Excerpted passage
If consent in writing given by 95% of the members then shorter notice can
be given.
No items other than those specified in the notice shall be taken up at
the meeting.
If any proposed resolution contains any reference to document, contract,
agreement, the Memorandum of Association or Articles of Association, the
relevant explanatory statement shall state that such documents are available
for inspection and such documents shall be so made available for inspection in
physical or in electronic form during specified business hours at the
Registered Office of the company and copies thereof shall also be made
available for inspection in physical or electronic form at the Head Office as
well as Corporate Office of the company, if any, if such office is situated
elsewhere, and also at the Meeting.
Quorum
Private Limited Company:
Minimum No. of Members required being present
“Two Members Personally Present”.
Public Company:
In case of Public Company “Minimum Present of
Members required”
5 members personally present if the number of
Members as on the date of Meeting is not more than 1000.
15 members personally present if the number of
Members as on the date of Meeting is more than 1000 but upto 5000.
30 members personally present if the number of
Members as on the date of Meeting exceeds 5000.
Quorum shall be present throughout the
Meeting.
Quorum shall be present not only at the time
of commencement of the Meeting but also while transacting business.

Data
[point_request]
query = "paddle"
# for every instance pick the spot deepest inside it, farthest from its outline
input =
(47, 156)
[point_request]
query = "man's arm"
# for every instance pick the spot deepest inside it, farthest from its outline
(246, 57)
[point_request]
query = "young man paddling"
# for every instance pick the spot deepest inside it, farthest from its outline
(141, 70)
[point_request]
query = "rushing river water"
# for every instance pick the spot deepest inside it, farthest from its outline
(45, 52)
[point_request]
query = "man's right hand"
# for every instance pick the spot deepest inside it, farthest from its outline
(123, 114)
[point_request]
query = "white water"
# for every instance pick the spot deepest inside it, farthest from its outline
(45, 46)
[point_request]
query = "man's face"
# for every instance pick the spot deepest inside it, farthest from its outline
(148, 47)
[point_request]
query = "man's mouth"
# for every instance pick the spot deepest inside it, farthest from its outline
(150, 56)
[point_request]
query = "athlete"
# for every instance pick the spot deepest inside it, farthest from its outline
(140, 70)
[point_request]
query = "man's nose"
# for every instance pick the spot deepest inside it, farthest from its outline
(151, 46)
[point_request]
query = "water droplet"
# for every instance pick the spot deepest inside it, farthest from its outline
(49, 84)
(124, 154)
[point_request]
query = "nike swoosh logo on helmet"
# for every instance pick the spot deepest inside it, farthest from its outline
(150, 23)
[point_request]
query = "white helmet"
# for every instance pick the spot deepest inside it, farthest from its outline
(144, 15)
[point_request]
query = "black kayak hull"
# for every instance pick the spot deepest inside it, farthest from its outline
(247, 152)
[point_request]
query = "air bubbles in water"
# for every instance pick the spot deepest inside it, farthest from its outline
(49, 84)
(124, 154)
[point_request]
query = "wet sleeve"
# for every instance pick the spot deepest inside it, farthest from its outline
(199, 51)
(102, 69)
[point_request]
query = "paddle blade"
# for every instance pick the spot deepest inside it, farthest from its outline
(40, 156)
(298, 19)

Complete the following
**a)** Answer these questions from the company meetings excerpt, one line each:
(i) What share of members must give written consent for shorter notice to be allowed?
(ii) What quorum does a private limited company require?
(iii) How many members must be personally present at a public company meeting when the number of members exceeds 5000?
**b)** For each statement, say whether the company meetings excerpt supports it. Answer yes or no and quote the words that decide it.
(i) Items not specified in the notice may be taken up at the meeting.
(ii) A public company with 800 members on the date of the meeting needs 5 members personally present for a quorum.
(iii) Quorum is required only when the meeting begins.
**c)** Continue the company meetings excerpt, starting right after its last sentence.

Per-task answers
**a)**
(i) 95% of the members
(ii) Two members personally present
(iii) 30 members personally present

**b)**
(i) No: "No items other than those specified in the notice shall be taken up at the meeting."
(ii) Yes: "5 members personally present if the number of Members as on the date of Meeting is not more than 1000."
(iii) No: "Quorum shall be present not only at the time of commencement of the Meeting but also while transacting business."

**c)**
One person can be an authorised representative
of more than one body corporate. In such a case, he is treated as more than one
Member present in person for the purpose of Quorum. However, to constitute a
Meeting, at least two individuals shall be present in person.
Presence of Directors and Auditors
Directors:
If any Director is unable to attend the Meeting, the Chairman shall
explain such absence at the Meeting.
Auditors &
Secretarial Auditors
The Auditors & Secretarial Auditors, unless exempted
by the company, shall, either by themselves or through their authorised
representative (Qualified to be an Auditor or Secretarial Auditor), attend the
General Meetings of the company and shall have the right to be heard at such
Meetings on that part of the business which concerns them as Auditors.
Chairman
The Chairman of the Board shall take the Chair
and conduct the Meeting.
The Chairman shall explain the objective and
implications of the Resolutions before they are put to vote at the Meeting.
In case of public companies, the Chairman
shall not propose any Resolution in which he is deemed to be concerned or
interested nor shall he conduct the proceedings for that item of business.
If the Chairman is not present within 15
minutes after the time appointed for holding of Meeting, or
If he is unwilling to act as Chairman of the
Meeting, or
If no Director has been so designated.
(In above three situations) The Director
present at the Meeting shall elect one of them to be the Chairman of the
Meeting.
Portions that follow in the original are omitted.